** Document extract follows **

Yesterday I watched a powerful conversation between American podcaster Aubrey Marcus and Belgian psychology professor Mattias Desmet. They were talking about something I've been feeling more and more during the last weeks and months: the increasing divide and hostility amongst the people on this planet. I'm not really scared anymore of the new coronavirus, but of what's happening to our old society. What's happening to us.
On one side, a mass formation is taking place with the dominating narrative that the vaccine is the only solution out of this pandemic, and everyone who refuses to get vaccinated is evil and needs to be excluded from most of normal life. On the other side, another mass is forming, where the conviction is cultivated that the only way out is to kill Bill and his evil elite friends. It's very unlikely though that either approach will bring any satisfying solution. Why not? Because a focus on evil never solves anything.
I think it's absolutely wrong to ignore or trivialise the suffering of suffocating people in the ICU's. Equally, I think it's just as wrong to ridicule people's fears of a relatively new vaccine. Who suffers more, the one who loses a loved one after a bad infection with the virus, or the one who loses a loved one from an adverse effect of the vaccine? What's worse, the fear of getting infected or the fear of long-term damage? Who is losing more freedom, the one who can't go back to normal, or the one who can't continue to work? And if you lose the choice over what's being put into your body today, what might you lose tomorrow?
Some might argue, 'but there are far more deaths from an infection than from a vaccine'; others might say, 'only 1% of adverse reactions to the vaccine are actually reported'. You want to talk about numbers? Fine. Since the beginning of 2021, over 8 million people have starved, many of which were children. This has nothing to do with it? Yes, this has everything to do with it! The number one risk factor for a severe Covid infection is obesity, while every ten seconds a child dies of hunger – how much clearer does the message has to be? As Jean Ziegler said already many years ago, 'a child who dies from hunger is a murdered child'. This has been happening for years, on and on and on. We could have solved it by now, many times over, easily. But we didn't.

** End of Document extract **
** Record set follows **

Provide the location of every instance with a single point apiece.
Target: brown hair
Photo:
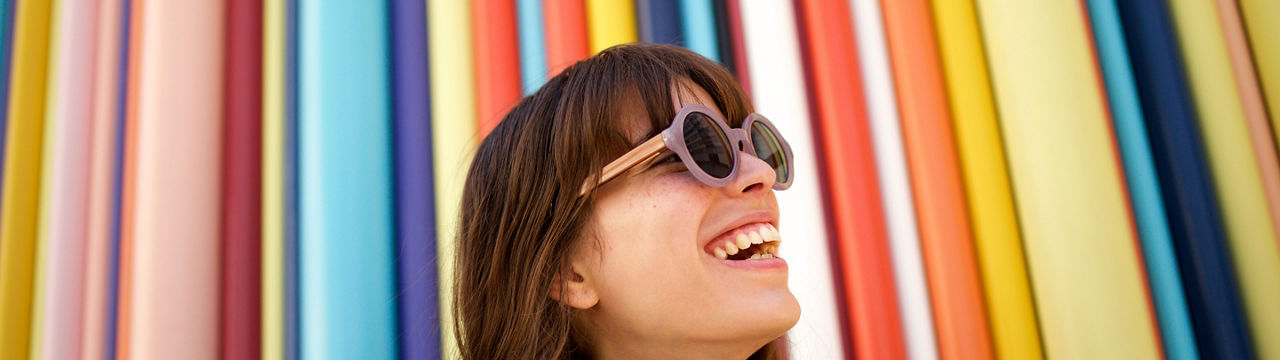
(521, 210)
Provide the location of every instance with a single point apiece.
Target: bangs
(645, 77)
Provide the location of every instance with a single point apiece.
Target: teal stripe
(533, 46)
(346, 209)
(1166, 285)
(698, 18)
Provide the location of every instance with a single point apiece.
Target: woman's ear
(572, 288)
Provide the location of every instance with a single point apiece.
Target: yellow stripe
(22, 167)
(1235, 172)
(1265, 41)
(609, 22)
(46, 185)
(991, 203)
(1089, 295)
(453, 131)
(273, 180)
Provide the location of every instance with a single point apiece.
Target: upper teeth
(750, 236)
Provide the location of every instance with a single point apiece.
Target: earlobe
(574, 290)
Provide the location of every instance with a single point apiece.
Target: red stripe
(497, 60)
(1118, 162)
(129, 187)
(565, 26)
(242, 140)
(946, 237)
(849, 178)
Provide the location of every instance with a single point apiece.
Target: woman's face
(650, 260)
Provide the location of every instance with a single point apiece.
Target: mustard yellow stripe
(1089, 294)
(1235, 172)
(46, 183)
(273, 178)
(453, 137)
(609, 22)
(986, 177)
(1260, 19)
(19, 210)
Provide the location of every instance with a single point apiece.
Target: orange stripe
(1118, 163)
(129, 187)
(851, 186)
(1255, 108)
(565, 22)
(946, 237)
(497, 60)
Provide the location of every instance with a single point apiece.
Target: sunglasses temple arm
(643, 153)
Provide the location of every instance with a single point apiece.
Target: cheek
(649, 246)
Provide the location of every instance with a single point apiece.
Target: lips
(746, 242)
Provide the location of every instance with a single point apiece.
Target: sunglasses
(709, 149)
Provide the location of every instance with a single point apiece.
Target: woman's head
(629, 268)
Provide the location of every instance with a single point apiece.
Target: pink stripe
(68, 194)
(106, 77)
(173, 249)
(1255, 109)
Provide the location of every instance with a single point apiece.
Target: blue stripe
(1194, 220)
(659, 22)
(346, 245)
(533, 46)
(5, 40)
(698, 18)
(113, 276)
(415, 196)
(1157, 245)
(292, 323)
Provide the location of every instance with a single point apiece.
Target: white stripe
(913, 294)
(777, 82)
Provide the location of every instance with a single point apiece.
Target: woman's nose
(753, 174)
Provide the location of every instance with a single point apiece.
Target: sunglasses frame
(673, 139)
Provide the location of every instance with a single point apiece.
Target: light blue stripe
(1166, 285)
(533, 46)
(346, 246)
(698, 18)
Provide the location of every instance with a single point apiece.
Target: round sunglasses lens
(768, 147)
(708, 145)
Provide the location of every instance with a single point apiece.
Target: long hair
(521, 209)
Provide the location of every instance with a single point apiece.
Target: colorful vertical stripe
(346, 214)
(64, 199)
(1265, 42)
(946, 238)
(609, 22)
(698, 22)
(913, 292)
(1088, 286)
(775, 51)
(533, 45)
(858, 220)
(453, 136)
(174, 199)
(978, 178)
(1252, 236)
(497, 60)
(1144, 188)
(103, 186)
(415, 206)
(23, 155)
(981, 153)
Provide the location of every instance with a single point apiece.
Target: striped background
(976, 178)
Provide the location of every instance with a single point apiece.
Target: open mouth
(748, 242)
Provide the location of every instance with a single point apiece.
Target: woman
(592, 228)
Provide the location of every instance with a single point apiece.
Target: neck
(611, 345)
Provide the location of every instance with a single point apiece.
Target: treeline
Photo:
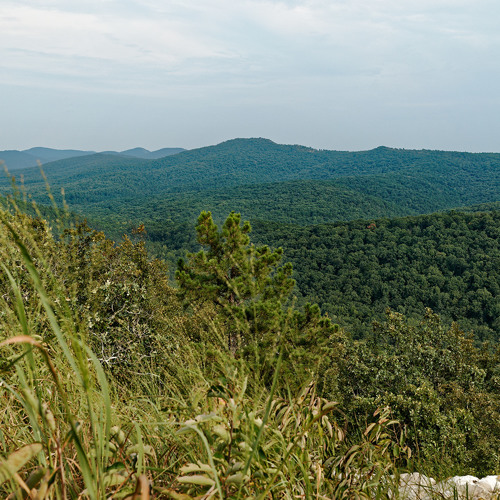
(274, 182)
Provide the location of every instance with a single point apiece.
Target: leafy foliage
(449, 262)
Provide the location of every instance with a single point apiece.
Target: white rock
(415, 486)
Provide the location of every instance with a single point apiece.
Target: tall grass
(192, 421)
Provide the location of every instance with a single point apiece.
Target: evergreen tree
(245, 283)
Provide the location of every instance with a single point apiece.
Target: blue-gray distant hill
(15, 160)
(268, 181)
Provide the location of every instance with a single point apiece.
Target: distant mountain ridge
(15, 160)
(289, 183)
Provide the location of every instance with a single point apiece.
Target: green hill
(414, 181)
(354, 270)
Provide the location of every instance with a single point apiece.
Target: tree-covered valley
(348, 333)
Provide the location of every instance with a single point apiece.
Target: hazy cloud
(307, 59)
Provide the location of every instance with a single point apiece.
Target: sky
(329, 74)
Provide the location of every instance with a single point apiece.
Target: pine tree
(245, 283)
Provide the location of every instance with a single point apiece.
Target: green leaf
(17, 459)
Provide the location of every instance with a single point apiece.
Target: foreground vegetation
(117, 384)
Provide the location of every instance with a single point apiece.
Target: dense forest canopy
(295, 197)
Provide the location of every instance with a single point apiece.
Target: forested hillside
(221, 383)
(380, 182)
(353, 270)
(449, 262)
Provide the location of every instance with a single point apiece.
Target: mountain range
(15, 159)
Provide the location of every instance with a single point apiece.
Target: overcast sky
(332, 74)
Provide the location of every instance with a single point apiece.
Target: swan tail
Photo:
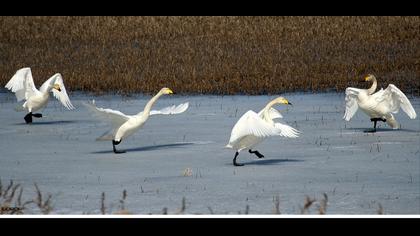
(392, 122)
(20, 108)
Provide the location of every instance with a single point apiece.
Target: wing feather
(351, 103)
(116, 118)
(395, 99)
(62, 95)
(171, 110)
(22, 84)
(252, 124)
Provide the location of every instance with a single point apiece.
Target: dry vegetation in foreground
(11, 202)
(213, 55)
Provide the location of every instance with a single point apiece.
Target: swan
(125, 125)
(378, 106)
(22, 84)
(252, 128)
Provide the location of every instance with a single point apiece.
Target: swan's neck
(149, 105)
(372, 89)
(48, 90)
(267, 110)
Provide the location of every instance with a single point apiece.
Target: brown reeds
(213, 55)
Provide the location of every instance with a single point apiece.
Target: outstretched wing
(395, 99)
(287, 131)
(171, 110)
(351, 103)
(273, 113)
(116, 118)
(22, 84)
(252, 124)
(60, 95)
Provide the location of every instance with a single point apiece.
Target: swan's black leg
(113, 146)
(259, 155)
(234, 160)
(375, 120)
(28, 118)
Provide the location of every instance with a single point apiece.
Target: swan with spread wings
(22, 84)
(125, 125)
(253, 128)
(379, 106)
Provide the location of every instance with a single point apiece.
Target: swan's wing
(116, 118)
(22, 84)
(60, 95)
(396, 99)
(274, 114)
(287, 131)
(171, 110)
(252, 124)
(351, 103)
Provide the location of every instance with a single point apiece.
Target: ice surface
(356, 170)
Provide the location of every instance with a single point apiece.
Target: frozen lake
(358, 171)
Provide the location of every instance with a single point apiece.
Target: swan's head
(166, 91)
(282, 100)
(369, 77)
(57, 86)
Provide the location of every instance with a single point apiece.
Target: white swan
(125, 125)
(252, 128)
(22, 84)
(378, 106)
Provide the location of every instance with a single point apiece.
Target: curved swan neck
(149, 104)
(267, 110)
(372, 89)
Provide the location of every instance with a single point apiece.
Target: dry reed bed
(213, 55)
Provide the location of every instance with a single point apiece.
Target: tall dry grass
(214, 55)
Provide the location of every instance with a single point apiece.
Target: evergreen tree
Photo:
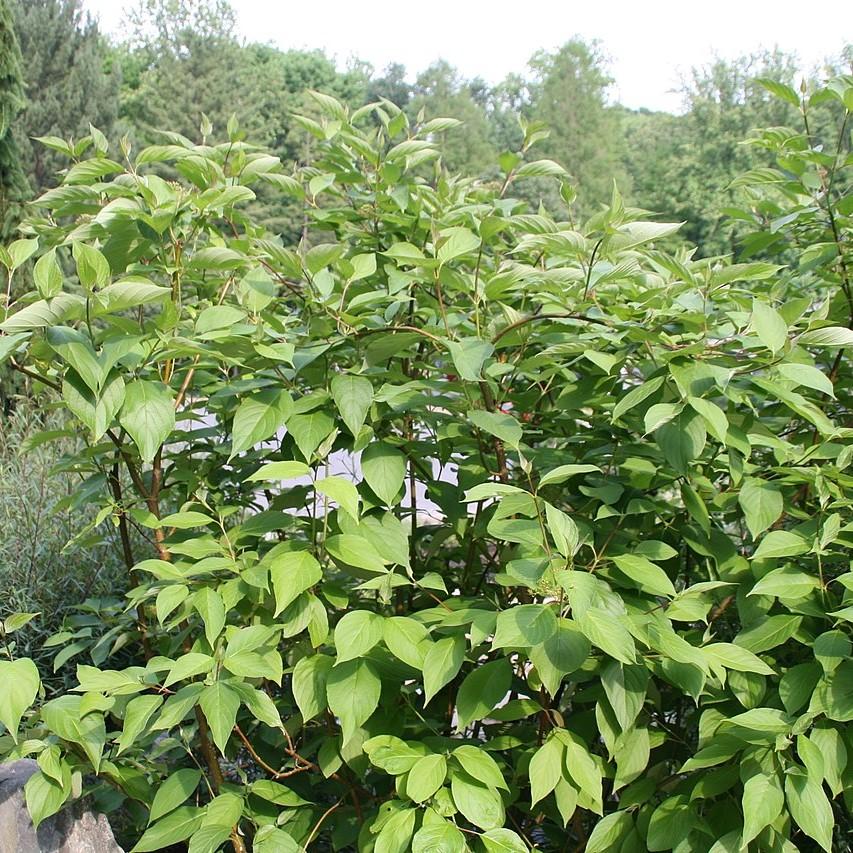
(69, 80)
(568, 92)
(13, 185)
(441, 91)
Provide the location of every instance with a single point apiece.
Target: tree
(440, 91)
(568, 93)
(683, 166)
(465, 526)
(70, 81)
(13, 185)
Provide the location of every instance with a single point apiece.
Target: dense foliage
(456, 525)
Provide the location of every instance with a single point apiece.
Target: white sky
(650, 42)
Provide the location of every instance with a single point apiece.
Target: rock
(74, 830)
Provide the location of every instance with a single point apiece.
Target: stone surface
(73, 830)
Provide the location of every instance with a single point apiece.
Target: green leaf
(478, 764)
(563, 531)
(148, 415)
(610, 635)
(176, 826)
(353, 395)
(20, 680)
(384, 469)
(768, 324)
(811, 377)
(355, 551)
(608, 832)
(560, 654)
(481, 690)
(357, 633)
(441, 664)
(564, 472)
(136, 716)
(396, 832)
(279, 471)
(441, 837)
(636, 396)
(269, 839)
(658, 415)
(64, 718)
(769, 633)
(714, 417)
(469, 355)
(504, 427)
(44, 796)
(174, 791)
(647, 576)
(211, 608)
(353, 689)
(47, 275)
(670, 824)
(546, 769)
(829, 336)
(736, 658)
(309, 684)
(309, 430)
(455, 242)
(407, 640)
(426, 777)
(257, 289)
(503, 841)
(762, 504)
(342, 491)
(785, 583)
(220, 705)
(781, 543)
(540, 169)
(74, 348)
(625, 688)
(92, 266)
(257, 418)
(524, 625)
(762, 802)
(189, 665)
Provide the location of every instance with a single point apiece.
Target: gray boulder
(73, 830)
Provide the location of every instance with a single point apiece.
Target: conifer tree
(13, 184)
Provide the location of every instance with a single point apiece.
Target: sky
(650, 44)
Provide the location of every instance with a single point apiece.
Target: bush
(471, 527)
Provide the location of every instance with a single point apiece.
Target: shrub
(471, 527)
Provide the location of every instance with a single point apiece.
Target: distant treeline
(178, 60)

** End of Record set **

» Check your understanding:
1. In the piece on the pandemic divide, what is named as the number one risk factor for a severe Covid infection?
2. Continue the piece on the pandemic divide from its last sentence.

» Numbered answers:
1. Obesity.

2.
This pandemic isn't a health crisis, it's a wake up call! We've stopped being truly human a long time ago, and each day it's getting worse. We're freaking out when there's no toilet paper, while millions don't have clean water; we argue over which vaccine we want or don't want, while thousands get shot with the weapons we're producing and selling so we can buy more toilet paper. An exaggeration, I know, but whoever doesn't see the sad truth in it, isn't looking properly.
People are excluded from social gatherings because they are not vaccinated, other people are excluded because they are vaccinated. Wherever this is supposed to lead, it can't be a healthy place. Do we really want a deeply divided society? Do we want civil war or some kind of 21st century totalitarianism? And no, this time I'm not exaggerating.
We urgently need an open and respectful debate. We need to start listening again, instead of constantly judging. We need solutions, not mandates. And most importantly, we need to choose more wisely which side we're on.
Here's the beautiful part: There aren't only two sides. There's a third one, and that's the only side that makes sense to me. It's where right and left, wrong and right, fear and hope, life and death, where they all coexist. Where there's a little bit of hate, but much more love.
The third side is the side of humanity. It's the river that connects us all.